[start]
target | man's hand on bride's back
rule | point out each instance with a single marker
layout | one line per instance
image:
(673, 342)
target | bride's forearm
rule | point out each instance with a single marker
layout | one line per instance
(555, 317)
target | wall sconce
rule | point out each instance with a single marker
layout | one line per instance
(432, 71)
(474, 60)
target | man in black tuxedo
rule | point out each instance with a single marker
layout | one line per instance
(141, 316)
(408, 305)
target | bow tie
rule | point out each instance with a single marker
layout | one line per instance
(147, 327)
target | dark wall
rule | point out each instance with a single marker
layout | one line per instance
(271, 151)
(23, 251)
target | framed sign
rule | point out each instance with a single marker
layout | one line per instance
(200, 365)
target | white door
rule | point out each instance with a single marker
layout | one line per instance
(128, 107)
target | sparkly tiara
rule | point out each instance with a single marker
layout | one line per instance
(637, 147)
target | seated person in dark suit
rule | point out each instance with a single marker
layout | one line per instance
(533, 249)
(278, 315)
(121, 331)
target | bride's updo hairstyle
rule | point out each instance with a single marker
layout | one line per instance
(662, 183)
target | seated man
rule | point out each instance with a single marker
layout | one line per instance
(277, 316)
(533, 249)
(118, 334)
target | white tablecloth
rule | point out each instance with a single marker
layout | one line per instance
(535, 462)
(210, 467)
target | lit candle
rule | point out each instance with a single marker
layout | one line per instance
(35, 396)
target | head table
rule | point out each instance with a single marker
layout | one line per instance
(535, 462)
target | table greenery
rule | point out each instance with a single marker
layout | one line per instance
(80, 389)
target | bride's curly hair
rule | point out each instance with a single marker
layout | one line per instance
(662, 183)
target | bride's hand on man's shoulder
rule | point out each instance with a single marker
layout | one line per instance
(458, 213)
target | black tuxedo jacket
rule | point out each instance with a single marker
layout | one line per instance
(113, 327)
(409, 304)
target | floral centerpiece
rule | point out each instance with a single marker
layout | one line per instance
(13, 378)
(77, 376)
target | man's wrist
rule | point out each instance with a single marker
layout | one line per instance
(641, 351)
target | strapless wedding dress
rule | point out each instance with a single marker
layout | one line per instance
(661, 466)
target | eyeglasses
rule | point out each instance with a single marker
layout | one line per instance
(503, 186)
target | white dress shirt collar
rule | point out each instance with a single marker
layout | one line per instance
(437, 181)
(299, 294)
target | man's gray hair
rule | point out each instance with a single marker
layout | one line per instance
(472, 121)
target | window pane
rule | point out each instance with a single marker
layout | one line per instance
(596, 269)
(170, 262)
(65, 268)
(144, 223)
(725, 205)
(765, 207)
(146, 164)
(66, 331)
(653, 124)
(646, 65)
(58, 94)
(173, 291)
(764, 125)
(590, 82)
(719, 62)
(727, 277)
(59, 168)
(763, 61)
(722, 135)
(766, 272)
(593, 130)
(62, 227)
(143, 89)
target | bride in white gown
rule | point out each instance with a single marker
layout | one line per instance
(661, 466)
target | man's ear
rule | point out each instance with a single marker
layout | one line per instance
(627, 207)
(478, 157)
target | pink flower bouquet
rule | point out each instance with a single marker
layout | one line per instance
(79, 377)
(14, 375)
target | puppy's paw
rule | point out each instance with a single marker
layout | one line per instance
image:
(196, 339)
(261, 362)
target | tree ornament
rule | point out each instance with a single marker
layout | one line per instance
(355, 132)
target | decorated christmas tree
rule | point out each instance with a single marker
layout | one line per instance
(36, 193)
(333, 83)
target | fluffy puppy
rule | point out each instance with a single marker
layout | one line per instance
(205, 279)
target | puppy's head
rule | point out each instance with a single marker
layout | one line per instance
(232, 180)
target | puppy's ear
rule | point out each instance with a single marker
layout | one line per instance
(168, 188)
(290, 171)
[end]
Goal —
Render the whole listing above as a numbered list, leaving out any blank lines.

Exercise solution —
1. target | man's hand on bride's back
2. rule | point out each instance with a single marker
3. layout | one line per instance
4. image:
5. (673, 342)
6. target | bride's forearm
7. rule | point out each instance with a single marker
8. layout | one line per instance
9. (555, 317)
10. target | wall sconce
11. rule | point out each instance with a single marker
12. layout | one line per instance
13. (432, 71)
14. (474, 60)
15. target | man in black tuxedo
16. rule | point out each instance with a single marker
17. layout | one line per instance
18. (141, 316)
19. (408, 305)
20. target | bow tie
21. rule | point out each instance with a single marker
22. layout | one line per instance
23. (147, 327)
24. target | dark wall
25. rule | point out each instance with a single marker
26. layout | one line per instance
27. (271, 151)
28. (23, 251)
29. target | framed sign
30. rule | point out each instance with a single marker
31. layout | one line per instance
32. (200, 365)
33. target | white door
34. rule | point out each instance with a single marker
35. layout | one line per instance
36. (128, 107)
37. target | sparkly tiara
38. rule | point out each instance with a single marker
39. layout | one line per instance
40. (637, 147)
41. target | seated person in dark suit
42. rule | point out each instance with a single marker
43. layout | one line per instance
44. (533, 249)
45. (278, 315)
46. (121, 331)
47. target | bride's updo hairstyle
48. rule | point out each instance with a single marker
49. layout | one line per instance
50. (662, 183)
51. target | seated man
52. rule | point out each instance with a single marker
53. layout | one line per instance
54. (277, 316)
55. (533, 249)
56. (118, 334)
57. target | white tablecloth
58. rule | point out each instance with a single marker
59. layout | one line per instance
60. (535, 462)
61. (210, 467)
62. target | lit candle
63. rule | point out each instance with a single marker
64. layout | one line per instance
65. (35, 396)
66. target | head table
67. rule | point out each instance with a single marker
68. layout | one line per instance
69. (535, 462)
70. target | table greenery
71. rule | point out each instance with a single marker
72. layout | one line per instance
73. (80, 389)
74. target | bride's curly hair
75. rule | point out each instance with a single marker
76. layout | one line per instance
77. (662, 183)
78. target | bride's hand on man's shoulder
79. rule | point out each instance with a single marker
80. layout | one line per instance
81. (458, 213)
82. target | black tuxedo jacket
83. rule | point out each instance with a single marker
84. layout | one line per instance
85. (113, 327)
86. (409, 304)
87. target | floral centerpiece
88. rule | point out each instance with a single marker
89. layout | one line per instance
90. (13, 378)
91. (77, 376)
92. target | man's wrist
93. rule | point out each instance with a single marker
94. layout | one line per instance
95. (641, 351)
96. target | strapless wedding dress
97. rule | point out each instance with a single marker
98. layout | one line per instance
99. (661, 466)
100. target | eyeglasses
101. rule | point out each instance with a single marker
102. layout | one line per instance
103. (503, 186)
104. target | white dress shirt collar
105. rule | point out each instance with a single marker
106. layout | one line per instance
107. (437, 181)
108. (299, 294)
109. target | man's gray hair
110. rule | point out each instance with a single marker
111. layout | one line per instance
112. (472, 121)
113. target | window pane
114. rule | point out each instance with a single marker
115. layout | one line per instance
116. (596, 269)
117. (170, 262)
118. (65, 268)
119. (144, 223)
120. (725, 205)
121. (765, 207)
122. (146, 164)
123. (66, 331)
124. (653, 124)
125. (646, 65)
126. (58, 94)
127. (173, 291)
128. (764, 125)
129. (590, 82)
130. (719, 62)
131. (727, 277)
132. (59, 168)
133. (763, 61)
134. (722, 135)
135. (766, 272)
136. (593, 130)
137. (62, 227)
138. (143, 89)
139. target | bride in white gown
140. rule | point out each instance with a single marker
141. layout | one line per instance
142. (661, 466)
143. target | man's ear
144. rule | point out each instance with a single marker
145. layout | one line per instance
146. (627, 207)
147. (478, 157)
148. target | pink flower bouquet
149. rule | point out each instance with a single marker
150. layout | one line per instance
151. (79, 377)
152. (14, 375)
153. target | puppy's paw
154. rule | point out each instance with a single marker
155. layout | one line per instance
156. image:
157. (196, 339)
158. (261, 362)
159. target | tree ornament
160. rule | point out each instance with a single marker
161. layout | one line per instance
162. (355, 132)
163. target | decorated christmas tree
164. rule | point out each instance with a single marker
165. layout | one line per instance
166. (36, 193)
167. (333, 83)
168. target | fluffy puppy
169. rule | point out each instance with a single marker
170. layout | one line per instance
171. (205, 279)
172. target | puppy's head
173. rule | point out each instance with a single marker
174. layout | one line per instance
175. (232, 180)
176. target | puppy's ear
177. rule | point out each instance with a single marker
178. layout | one line per instance
179. (168, 188)
180. (290, 171)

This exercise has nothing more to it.